------ EXERCISE DATA ------
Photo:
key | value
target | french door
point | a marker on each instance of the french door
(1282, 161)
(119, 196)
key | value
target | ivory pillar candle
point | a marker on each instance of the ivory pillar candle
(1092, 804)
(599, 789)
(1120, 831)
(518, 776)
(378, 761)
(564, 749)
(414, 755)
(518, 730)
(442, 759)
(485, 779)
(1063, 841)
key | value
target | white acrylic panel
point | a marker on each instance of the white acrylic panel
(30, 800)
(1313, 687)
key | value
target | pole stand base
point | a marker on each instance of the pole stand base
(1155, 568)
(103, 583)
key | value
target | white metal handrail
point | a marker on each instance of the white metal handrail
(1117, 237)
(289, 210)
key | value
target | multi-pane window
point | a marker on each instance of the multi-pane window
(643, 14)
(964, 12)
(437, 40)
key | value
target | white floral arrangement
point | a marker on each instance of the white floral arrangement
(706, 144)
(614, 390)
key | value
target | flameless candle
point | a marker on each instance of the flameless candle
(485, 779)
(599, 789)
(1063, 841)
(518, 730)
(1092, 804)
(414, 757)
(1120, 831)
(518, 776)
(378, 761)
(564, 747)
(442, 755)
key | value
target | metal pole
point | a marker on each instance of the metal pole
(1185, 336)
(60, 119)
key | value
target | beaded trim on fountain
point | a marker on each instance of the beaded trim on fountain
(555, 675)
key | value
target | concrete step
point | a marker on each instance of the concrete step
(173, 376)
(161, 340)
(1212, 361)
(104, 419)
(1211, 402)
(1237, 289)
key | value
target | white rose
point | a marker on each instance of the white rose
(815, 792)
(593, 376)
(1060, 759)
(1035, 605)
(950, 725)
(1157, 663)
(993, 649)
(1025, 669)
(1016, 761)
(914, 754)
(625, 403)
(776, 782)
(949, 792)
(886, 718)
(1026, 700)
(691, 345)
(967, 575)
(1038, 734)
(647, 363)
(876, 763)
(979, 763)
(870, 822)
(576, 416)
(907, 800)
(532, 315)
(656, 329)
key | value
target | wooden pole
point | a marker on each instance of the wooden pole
------
Restate the listing in full, word for word.

SOLUTION:
Photo:
key | value
target | french door
point | a marker on each instance of the french door
(1282, 161)
(119, 196)
key | value
target | ivory pillar candle
point | a marker on each instance of the ivory pillar candle
(1092, 804)
(599, 789)
(1120, 831)
(518, 776)
(378, 761)
(564, 749)
(414, 755)
(518, 730)
(442, 759)
(485, 779)
(1063, 841)
key | value
target | white acrylic panel
point | a marker on each instance of the white acrylic panel
(30, 800)
(1313, 687)
key | value
target | pole stand base
point | a marker on each instance of the pole stand base
(1155, 568)
(103, 583)
key | value
target | white metal handrail
point | a marker on each instance of the white metal handrail
(1117, 237)
(289, 210)
key | value
target | multi-pane window
point | a marker on each instance of the multi-pane window
(643, 14)
(964, 12)
(437, 40)
key | value
target | white floral arrangement
point | a marker on each instance of the white floral arrangement
(706, 144)
(614, 390)
key | value
target | flameless candle
point | a marker on each instance of the flameless candle
(485, 779)
(599, 789)
(1063, 841)
(518, 730)
(1092, 804)
(414, 757)
(1120, 831)
(518, 776)
(378, 761)
(564, 747)
(442, 755)
key | value
target | metal pole
point | a marker on each instance of the metal pole
(1185, 336)
(60, 119)
key | value
target | beaded trim on fountain
point | a marker on each instance of the beaded trim on fountain
(555, 675)
key | value
target | concrete step
point | a marker on each instance of the concrete step
(173, 376)
(161, 340)
(1212, 361)
(104, 419)
(1211, 402)
(1237, 289)
key | value
target | white rose
point | a marker on each instance of the white rose
(815, 792)
(593, 376)
(1060, 759)
(1035, 605)
(950, 725)
(1157, 663)
(993, 649)
(1025, 669)
(1016, 761)
(914, 754)
(625, 403)
(776, 782)
(949, 792)
(886, 718)
(1026, 700)
(691, 345)
(967, 575)
(1038, 734)
(647, 363)
(876, 763)
(979, 763)
(870, 822)
(576, 416)
(907, 800)
(532, 315)
(656, 329)
key | value
target | wooden pole
point | a marker on each instance of the wooden pole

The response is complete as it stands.